▶ **Task objective**: Will you print the material below without altering a single character?
═════ Listed entries ═════
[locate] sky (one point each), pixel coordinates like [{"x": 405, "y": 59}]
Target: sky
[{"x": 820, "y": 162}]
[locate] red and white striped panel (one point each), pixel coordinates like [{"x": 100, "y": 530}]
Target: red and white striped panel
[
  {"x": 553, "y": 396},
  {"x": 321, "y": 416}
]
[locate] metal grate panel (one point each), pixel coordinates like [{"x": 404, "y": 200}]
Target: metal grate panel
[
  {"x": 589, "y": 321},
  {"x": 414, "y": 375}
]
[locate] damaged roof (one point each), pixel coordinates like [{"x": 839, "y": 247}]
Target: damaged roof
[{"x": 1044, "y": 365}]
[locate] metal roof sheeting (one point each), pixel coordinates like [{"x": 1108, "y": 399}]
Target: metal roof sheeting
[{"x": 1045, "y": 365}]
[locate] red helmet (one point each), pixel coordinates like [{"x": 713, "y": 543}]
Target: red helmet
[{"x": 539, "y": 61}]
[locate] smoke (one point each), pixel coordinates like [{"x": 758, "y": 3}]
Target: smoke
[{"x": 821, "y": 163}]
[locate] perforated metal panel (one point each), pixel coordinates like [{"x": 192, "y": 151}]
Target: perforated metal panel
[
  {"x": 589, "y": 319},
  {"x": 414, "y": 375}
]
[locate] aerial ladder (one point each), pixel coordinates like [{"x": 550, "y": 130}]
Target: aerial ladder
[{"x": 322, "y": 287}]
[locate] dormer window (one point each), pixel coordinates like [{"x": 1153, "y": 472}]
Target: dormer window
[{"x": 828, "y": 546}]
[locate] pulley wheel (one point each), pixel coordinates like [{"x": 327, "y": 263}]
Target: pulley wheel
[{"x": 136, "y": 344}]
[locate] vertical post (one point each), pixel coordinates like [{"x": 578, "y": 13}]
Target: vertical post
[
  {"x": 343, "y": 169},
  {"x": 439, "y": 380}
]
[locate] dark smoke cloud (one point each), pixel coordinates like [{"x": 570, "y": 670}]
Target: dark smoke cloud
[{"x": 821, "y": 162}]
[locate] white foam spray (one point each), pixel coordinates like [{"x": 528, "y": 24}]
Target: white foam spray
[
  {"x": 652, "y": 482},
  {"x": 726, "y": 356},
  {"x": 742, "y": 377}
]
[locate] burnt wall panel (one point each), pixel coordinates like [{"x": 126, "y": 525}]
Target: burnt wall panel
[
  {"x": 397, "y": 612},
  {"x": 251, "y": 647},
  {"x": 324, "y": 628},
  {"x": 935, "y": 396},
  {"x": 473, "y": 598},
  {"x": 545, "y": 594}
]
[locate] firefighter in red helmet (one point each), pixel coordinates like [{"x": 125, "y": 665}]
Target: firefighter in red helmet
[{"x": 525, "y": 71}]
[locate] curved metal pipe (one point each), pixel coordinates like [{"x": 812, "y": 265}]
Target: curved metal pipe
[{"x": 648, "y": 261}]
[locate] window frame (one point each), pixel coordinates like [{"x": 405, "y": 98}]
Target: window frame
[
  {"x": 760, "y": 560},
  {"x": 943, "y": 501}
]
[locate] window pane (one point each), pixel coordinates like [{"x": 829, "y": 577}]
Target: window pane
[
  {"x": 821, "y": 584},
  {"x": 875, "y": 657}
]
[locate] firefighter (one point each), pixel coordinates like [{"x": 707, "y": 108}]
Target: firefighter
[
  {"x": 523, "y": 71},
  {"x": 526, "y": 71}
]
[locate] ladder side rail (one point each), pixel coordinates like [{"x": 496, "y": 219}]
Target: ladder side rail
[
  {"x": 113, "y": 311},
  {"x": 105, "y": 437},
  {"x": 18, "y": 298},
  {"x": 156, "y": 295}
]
═════
▶ **Task answer**:
[locate] sky (one point each), pixel coordinates like [{"x": 405, "y": 59}]
Target: sky
[{"x": 820, "y": 162}]
[locate] red and white striped panel (one point each), pixel coordinates like [{"x": 100, "y": 530}]
Target: red and white striped panel
[
  {"x": 553, "y": 396},
  {"x": 321, "y": 416}
]
[locate] metal grate panel (one point each), pixel coordinates like [{"x": 404, "y": 200}]
Target: metal grate panel
[
  {"x": 589, "y": 321},
  {"x": 414, "y": 375}
]
[locate] damaged roof (one point each), pixel coordinates like [{"x": 839, "y": 247}]
Target: damaged roof
[{"x": 1044, "y": 365}]
[locate] metal roof sheeting (one point each), pixel coordinates like [{"x": 1108, "y": 399}]
Target: metal roof sheeting
[{"x": 1045, "y": 365}]
[locate] red helmet (one point each), pixel coordinates like [{"x": 713, "y": 543}]
Target: red helmet
[{"x": 539, "y": 61}]
[locate] smoke (one point each), pixel coordinates like [{"x": 758, "y": 3}]
Target: smoke
[{"x": 821, "y": 163}]
[locate] perforated metal panel (one point each), pixel coordinates like [{"x": 192, "y": 151}]
Target: perforated metal panel
[
  {"x": 589, "y": 319},
  {"x": 414, "y": 375}
]
[locate] aerial ladder (one point each), pixel coordinates like [{"x": 550, "y": 130}]
Target: aerial ladder
[{"x": 322, "y": 287}]
[locate] dormer window (one point each), pixel coordinates like [{"x": 1153, "y": 472}]
Target: dormer window
[{"x": 828, "y": 546}]
[locate] pulley wheel (one point each), pixel coordinates like [{"x": 327, "y": 263}]
Target: pulley wheel
[{"x": 136, "y": 344}]
[locate] vertical post (one point each), pixel coordinates like [{"x": 578, "y": 13}]
Target: vertical post
[
  {"x": 343, "y": 169},
  {"x": 439, "y": 380}
]
[locate] dark smoke cloud (one point each), pixel coordinates like [{"x": 570, "y": 670}]
Target: dark smoke cloud
[{"x": 821, "y": 162}]
[locate] white foam spray (one point each), pixel coordinates like [{"x": 528, "y": 24}]
Target: white foam spray
[
  {"x": 652, "y": 482},
  {"x": 726, "y": 356},
  {"x": 742, "y": 377}
]
[locate] burnt wall panel (one point each), pixel coordinates like [{"x": 126, "y": 525}]
Target: burnt wall panel
[
  {"x": 397, "y": 612},
  {"x": 251, "y": 647},
  {"x": 324, "y": 628},
  {"x": 935, "y": 396},
  {"x": 473, "y": 598},
  {"x": 545, "y": 594}
]
[locate] firefighter in red helmet (one point each), pixel coordinates like [{"x": 125, "y": 665}]
Target: firefighter in red helmet
[{"x": 525, "y": 71}]
[locate] curved metal pipe (one point each), pixel coordinates like [{"x": 812, "y": 265}]
Target: curved metal pipe
[{"x": 648, "y": 261}]
[locate] window frame (one point each), pixel coordinates like [{"x": 405, "y": 98}]
Target: window frame
[
  {"x": 760, "y": 560},
  {"x": 943, "y": 501}
]
[locate] window pane (one point each), pixel coordinates like [{"x": 829, "y": 577}]
Target: window pane
[
  {"x": 821, "y": 584},
  {"x": 875, "y": 657}
]
[locate] firefighter (one point each), pixel coordinates like [{"x": 707, "y": 108}]
Target: firefighter
[
  {"x": 523, "y": 71},
  {"x": 526, "y": 71}
]
[locate] ladder side rail (one point each), pixel coordinates like [{"x": 496, "y": 219}]
Target: ladder side rail
[
  {"x": 113, "y": 311},
  {"x": 105, "y": 437},
  {"x": 18, "y": 298},
  {"x": 156, "y": 295}
]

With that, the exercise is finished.